-- THE REQUEST --
Could you rewrite only the entries from the line containing "Put a point on every instance of the white background." through the line containing "[(402, 84)]", both included, keeping the requests and scaling every point coordinate in the answers by 0.2? Round each scaled coordinate to a whole number, with halves rounding up.

-- Begin RECORD LIST --

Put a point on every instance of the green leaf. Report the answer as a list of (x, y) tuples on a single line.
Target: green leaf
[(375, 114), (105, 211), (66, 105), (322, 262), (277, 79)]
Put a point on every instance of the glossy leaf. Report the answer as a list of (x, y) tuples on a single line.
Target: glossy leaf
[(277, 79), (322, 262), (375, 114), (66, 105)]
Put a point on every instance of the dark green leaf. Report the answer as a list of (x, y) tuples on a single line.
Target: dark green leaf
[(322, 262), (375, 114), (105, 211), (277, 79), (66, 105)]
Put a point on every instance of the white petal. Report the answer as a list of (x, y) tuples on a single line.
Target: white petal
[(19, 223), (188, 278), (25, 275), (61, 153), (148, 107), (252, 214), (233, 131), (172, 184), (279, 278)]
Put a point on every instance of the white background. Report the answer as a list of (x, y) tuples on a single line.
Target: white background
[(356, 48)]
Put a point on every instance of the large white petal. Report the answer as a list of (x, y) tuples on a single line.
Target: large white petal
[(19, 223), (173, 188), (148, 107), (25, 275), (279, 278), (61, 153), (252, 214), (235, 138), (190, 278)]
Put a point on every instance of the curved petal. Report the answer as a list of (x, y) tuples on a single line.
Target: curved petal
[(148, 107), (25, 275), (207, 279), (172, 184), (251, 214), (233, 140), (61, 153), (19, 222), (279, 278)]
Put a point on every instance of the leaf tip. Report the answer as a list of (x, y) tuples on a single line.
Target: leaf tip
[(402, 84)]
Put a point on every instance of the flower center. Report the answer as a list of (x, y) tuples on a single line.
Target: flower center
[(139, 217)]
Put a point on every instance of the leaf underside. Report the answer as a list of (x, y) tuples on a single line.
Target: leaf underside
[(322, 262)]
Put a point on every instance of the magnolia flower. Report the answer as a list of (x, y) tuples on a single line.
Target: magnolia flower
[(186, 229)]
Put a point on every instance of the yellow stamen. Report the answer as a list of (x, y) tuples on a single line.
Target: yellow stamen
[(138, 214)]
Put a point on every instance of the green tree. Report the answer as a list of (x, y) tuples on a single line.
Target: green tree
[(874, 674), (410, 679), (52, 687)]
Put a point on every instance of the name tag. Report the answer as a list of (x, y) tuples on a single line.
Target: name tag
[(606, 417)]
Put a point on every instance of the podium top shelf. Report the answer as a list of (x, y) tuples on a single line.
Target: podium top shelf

-- End RECORD LIST --

-- ANSWER TO THIS TASK --
Put a point on every instance of the white background. Report the answer as a list of (x, y) tuples on a single line.
Target: white background
[(71, 10)]
Put a point on every instance of the large white petal. Report the answer as a list of (x, y) tuples on a single line.
Target: large white petal
[(4, 45), (35, 38), (30, 21), (5, 55), (56, 56), (12, 31), (50, 43), (47, 28), (38, 56)]
Put a point on every instance of the curved petal. Report the answer as a list of (x, y) tuples on a single line.
Target: curved petal
[(30, 21), (5, 55), (41, 56), (34, 37), (50, 43), (47, 28), (12, 31), (4, 44), (56, 56)]
Put a point on every instance of the leaf tip. Report the answer as a list of (x, y) tuples on a single line.
Target: leaf tip
[(80, 17)]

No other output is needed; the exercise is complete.